• _Data for analysis_:
━━━━━━━━━━

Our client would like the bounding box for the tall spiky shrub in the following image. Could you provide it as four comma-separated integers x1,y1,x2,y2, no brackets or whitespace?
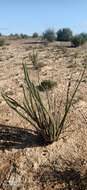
2,64,85,144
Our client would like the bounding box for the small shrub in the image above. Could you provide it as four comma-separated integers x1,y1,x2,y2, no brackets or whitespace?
43,29,56,42
2,63,85,144
0,38,5,46
36,80,57,91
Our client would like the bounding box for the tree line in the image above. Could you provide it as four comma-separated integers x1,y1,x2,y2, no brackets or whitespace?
42,28,87,47
1,28,87,47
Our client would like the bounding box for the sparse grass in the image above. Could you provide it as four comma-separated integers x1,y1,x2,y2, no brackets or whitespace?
29,49,45,70
2,61,85,144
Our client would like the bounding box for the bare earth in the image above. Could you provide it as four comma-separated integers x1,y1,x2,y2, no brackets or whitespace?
0,39,87,189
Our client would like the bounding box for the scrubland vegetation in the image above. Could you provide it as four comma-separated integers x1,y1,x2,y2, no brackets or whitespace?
1,27,87,47
2,54,86,144
0,29,87,189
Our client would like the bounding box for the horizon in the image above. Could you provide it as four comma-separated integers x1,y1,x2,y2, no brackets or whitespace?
0,0,87,35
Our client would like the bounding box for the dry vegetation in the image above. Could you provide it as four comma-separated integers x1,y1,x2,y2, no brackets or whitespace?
0,38,87,189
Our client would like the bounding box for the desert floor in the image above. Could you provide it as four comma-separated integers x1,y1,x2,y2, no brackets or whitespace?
0,39,87,189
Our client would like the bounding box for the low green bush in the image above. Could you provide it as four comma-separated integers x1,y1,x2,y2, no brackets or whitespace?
36,80,57,91
0,38,5,46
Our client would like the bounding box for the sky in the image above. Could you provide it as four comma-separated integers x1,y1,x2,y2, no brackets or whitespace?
0,0,87,35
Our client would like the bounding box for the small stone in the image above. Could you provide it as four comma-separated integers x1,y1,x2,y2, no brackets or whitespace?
6,89,13,96
33,162,38,171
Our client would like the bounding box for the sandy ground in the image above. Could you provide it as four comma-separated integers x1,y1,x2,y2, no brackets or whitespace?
0,39,87,189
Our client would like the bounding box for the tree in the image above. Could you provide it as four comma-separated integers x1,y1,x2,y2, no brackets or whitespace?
20,33,28,38
79,33,87,41
43,29,56,42
32,32,38,38
57,28,73,41
72,33,87,47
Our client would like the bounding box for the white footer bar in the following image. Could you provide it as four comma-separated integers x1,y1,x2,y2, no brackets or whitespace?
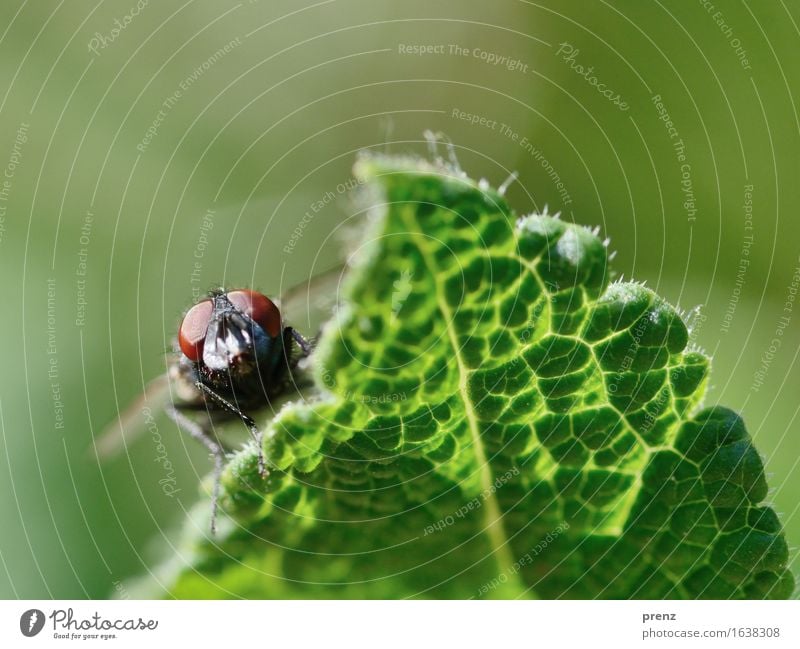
1,600,797,648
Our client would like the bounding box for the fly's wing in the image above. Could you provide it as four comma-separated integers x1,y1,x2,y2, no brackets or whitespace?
278,264,346,335
92,373,173,460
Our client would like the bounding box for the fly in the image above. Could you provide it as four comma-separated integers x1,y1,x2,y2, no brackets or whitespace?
96,268,343,533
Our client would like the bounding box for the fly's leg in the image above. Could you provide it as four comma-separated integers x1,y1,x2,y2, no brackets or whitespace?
194,381,266,478
287,327,313,357
164,406,225,535
272,327,316,396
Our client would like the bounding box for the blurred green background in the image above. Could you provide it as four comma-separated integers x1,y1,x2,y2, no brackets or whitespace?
0,0,798,598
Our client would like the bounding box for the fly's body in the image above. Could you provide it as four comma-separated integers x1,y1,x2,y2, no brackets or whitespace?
170,288,313,530
99,284,322,533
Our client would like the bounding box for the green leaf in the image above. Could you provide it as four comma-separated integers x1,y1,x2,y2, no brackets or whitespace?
150,155,793,599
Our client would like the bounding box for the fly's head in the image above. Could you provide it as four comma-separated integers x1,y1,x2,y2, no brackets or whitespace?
178,289,284,385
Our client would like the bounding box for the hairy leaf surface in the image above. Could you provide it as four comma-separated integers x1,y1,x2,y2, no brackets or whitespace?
152,155,793,599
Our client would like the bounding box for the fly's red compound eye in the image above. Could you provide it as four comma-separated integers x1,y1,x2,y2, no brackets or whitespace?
178,299,213,361
226,289,281,338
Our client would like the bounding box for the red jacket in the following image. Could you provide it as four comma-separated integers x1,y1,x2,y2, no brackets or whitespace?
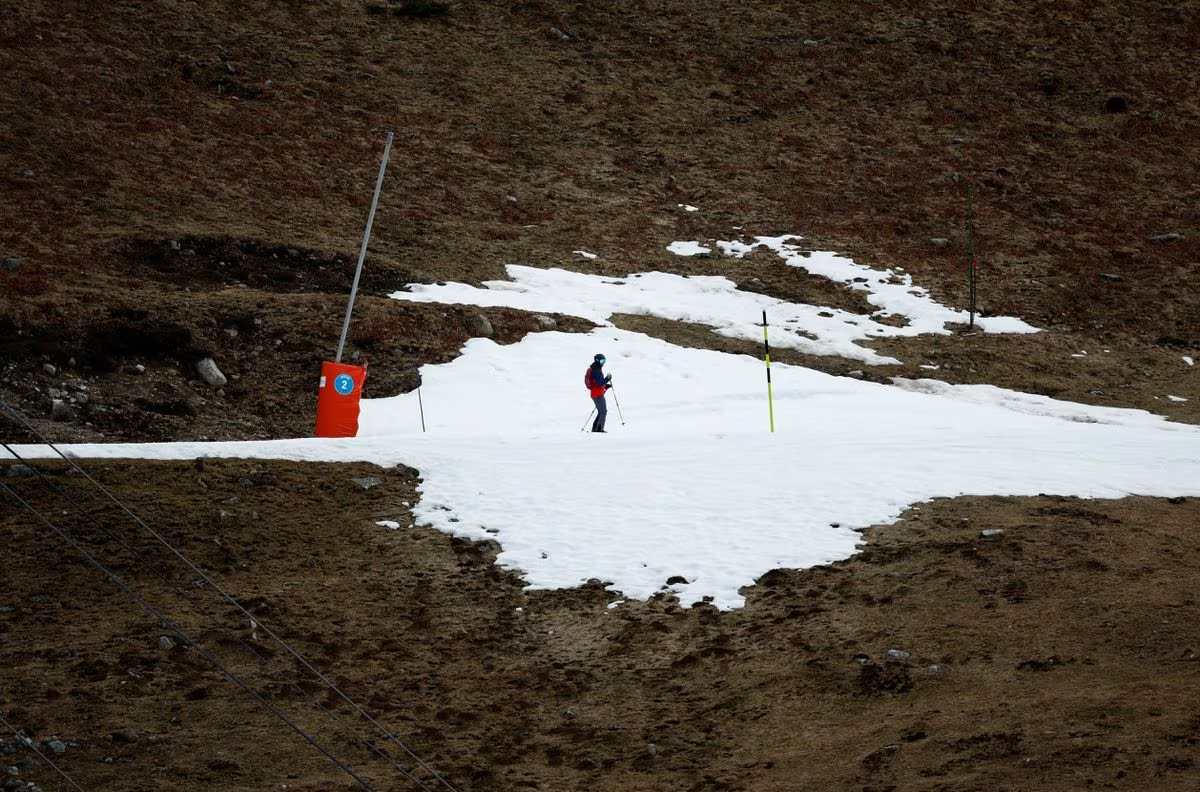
586,361,609,398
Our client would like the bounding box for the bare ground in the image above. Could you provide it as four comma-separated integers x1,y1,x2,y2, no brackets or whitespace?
2,1,1200,790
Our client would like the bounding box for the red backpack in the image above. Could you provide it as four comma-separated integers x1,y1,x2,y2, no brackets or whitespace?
584,367,595,390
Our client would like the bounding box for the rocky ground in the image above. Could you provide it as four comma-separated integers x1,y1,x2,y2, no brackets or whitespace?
2,1,1198,790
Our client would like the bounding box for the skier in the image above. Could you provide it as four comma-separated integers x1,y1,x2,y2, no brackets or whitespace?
585,353,612,433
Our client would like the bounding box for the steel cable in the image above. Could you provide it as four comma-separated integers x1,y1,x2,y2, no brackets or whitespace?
0,479,381,792
1,439,438,792
2,399,459,791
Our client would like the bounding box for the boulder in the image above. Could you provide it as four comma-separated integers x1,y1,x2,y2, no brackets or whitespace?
196,357,227,387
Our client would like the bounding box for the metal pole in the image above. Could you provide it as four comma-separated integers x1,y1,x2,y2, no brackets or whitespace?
580,408,595,433
762,310,775,433
417,386,426,433
967,181,976,329
335,131,394,363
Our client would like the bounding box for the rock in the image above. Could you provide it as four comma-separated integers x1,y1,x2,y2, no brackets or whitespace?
665,575,689,585
1099,273,1124,282
45,739,66,755
196,357,227,387
5,465,34,477
109,729,139,745
351,476,381,490
1,257,22,272
884,649,911,661
532,314,557,330
847,370,864,378
50,399,72,422
980,528,1005,538
41,363,56,376
1104,95,1128,113
158,636,175,651
1149,232,1183,243
466,313,494,338
928,237,950,247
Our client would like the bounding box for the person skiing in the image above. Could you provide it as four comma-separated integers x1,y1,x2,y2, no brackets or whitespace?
585,353,612,432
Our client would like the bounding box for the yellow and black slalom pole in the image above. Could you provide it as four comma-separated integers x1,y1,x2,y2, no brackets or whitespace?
762,309,776,433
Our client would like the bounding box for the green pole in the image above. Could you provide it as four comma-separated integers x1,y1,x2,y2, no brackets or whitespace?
967,182,976,329
762,310,775,433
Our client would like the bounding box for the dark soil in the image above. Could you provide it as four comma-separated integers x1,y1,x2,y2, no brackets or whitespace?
2,1,1199,790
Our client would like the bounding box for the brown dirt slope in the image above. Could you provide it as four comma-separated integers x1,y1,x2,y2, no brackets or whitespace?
4,460,1200,792
2,1,1200,791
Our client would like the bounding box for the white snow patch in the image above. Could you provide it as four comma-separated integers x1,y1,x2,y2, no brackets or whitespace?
16,329,1200,610
667,240,710,256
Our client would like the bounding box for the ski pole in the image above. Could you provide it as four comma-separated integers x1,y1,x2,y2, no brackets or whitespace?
580,408,595,433
610,386,625,425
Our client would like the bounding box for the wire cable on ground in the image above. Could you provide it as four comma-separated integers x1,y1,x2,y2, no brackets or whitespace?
0,440,439,792
0,711,89,792
0,478,381,792
1,400,460,791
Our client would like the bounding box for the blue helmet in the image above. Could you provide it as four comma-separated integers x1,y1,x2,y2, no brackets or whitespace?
594,353,606,363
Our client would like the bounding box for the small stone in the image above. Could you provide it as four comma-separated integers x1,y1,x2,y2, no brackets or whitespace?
109,729,139,745
928,237,951,247
847,370,864,378
158,636,175,651
980,528,1005,538
45,739,66,755
665,575,689,585
1,257,23,272
466,313,494,338
1104,96,1128,113
41,363,56,375
50,399,73,422
532,314,557,330
1149,232,1183,243
196,357,227,387
1099,273,1124,282
5,465,34,477
351,477,382,490
884,649,911,661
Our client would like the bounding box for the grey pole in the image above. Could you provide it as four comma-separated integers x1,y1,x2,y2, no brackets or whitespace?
335,130,394,363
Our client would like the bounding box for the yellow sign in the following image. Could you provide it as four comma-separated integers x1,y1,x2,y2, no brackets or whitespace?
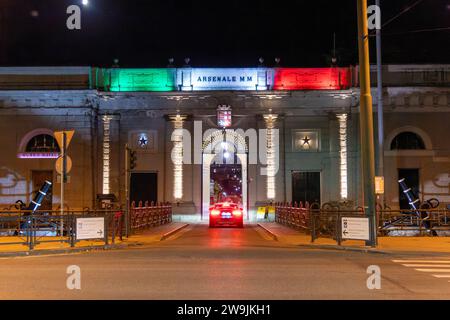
55,155,73,175
375,176,385,194
257,206,276,219
54,130,75,149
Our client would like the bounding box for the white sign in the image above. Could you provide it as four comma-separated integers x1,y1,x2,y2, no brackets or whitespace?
341,217,370,240
178,68,269,91
76,217,105,240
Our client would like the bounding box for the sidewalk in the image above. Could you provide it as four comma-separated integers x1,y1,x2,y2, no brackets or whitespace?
0,222,188,257
258,222,450,255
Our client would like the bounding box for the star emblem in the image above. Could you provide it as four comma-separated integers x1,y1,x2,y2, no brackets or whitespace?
302,136,311,146
138,135,148,147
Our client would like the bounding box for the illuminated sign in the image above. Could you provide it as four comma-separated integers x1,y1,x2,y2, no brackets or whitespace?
273,68,352,90
98,67,355,92
178,68,270,91
106,68,176,92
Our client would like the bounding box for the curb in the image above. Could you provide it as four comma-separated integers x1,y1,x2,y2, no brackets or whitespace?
297,244,389,254
257,223,388,254
160,223,189,241
257,223,279,241
0,243,129,258
0,223,190,258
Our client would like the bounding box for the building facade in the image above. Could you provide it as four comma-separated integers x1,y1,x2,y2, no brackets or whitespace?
0,65,449,220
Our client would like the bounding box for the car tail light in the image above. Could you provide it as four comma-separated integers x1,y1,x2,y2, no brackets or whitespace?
232,210,242,216
211,209,220,216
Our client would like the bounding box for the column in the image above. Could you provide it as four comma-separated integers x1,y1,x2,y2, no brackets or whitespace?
263,114,278,200
101,115,114,195
337,113,348,200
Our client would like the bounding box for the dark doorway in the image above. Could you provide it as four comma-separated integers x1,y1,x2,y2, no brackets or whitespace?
292,171,321,205
398,169,420,210
130,172,157,205
31,170,53,211
210,164,242,205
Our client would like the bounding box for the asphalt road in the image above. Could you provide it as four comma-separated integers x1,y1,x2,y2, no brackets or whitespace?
0,224,449,300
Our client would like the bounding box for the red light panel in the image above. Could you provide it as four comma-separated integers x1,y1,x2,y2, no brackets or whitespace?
273,68,352,90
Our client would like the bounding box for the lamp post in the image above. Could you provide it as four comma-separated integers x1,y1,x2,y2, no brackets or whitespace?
375,0,385,209
357,0,377,247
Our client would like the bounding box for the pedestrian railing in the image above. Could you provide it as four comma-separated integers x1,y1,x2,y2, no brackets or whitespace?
379,208,450,236
309,209,365,245
130,201,172,231
274,202,315,232
0,209,124,251
275,202,450,244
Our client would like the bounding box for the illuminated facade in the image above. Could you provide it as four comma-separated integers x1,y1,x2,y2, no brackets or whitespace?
0,65,449,220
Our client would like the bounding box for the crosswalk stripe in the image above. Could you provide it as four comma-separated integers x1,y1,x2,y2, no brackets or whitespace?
393,260,450,264
402,264,450,267
415,269,450,273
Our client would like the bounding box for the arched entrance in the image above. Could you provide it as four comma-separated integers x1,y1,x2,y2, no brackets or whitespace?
202,130,248,220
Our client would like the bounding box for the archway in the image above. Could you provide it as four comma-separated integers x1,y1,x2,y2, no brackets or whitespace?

━━━━━━━━━━

Lines from the one containing "Our client would like the bounding box for the crosswalk" through the end of the entries above must be copied exactly; include both ends and no other lines.

• _Solution for this problem_:
Our client would like the bounding box for the crosswalk stripe in the image above. Could you provide it as four comma-separated integers x1,y1,x2,y2, no brackets or whitespace?
393,260,450,264
402,264,450,267
415,269,450,273
Our client would like the bounding box for the arched entrance in the image above. Could you provide it as four comma-separated integers x1,y1,x2,y2, no brackets or whitespace?
202,130,248,220
Our client would like the bounding box for the archway in the image above. Could you provide it as four comma-separated integers x1,y1,x2,y2, no brackets or whitespace?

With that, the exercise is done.